[Location identification items]
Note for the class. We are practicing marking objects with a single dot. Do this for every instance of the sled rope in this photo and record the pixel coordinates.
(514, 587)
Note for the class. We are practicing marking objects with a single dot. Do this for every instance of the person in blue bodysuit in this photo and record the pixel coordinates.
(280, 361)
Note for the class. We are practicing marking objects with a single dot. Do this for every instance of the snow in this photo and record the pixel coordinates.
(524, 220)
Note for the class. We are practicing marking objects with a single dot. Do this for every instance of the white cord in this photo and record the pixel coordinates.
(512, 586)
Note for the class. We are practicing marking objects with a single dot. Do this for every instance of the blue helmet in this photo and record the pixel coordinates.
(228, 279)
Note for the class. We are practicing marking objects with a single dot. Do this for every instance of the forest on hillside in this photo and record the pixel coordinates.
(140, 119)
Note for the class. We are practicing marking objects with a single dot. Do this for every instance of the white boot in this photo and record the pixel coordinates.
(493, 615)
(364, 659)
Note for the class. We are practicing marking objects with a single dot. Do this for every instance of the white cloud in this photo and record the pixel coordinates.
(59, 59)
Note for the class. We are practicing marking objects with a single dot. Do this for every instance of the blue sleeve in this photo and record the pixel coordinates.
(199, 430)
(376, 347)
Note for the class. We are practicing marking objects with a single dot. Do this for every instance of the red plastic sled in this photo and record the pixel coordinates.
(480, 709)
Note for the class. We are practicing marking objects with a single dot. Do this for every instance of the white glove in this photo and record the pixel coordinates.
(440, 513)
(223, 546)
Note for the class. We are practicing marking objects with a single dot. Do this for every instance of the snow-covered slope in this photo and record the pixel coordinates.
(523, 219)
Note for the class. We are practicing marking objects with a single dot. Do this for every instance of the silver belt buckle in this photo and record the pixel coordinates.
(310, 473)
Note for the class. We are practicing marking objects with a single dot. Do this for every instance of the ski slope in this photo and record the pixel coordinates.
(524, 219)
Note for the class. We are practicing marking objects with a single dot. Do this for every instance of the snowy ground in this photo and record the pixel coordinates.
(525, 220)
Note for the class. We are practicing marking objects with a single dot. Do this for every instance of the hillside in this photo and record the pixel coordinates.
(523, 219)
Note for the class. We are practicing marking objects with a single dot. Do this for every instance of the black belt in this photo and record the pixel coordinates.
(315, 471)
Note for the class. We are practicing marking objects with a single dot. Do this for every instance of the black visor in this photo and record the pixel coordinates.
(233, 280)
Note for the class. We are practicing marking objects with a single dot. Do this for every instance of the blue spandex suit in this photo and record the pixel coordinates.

## What you should do
Write out exactly the final stretch of the records: the line containing "the ski slope" and every line after it, through the last, and nothing else.

## Finished answer
Note for the class. We are practicing marking objects with a single dot. Do this for every instance of the ski slope in this photo and record the pixel coordinates.
(524, 219)
Note for the class. We are practicing marking objects with a single dot. Do this for every instance of the snowy ground in this photo and record the pixel coordinates.
(525, 220)
Note for the class. We are practicing marking objects with a single dot. Do this for every instance of the hillside in this photo and record the pixel coordinates.
(523, 219)
Note for the class. We are practicing marking objects with a single dot. Do this for every instance of the black belt in this photo and record the pixel coordinates.
(315, 471)
Note for the class. We are practicing marking objects with a single dot. Do this for every instance of the black visor in this photo and record the pixel coordinates.
(233, 280)
Note for the class. We are practicing marking objects with a single dot. Do this for every instance of the blue spandex suit in this photo and record the pixel coordinates.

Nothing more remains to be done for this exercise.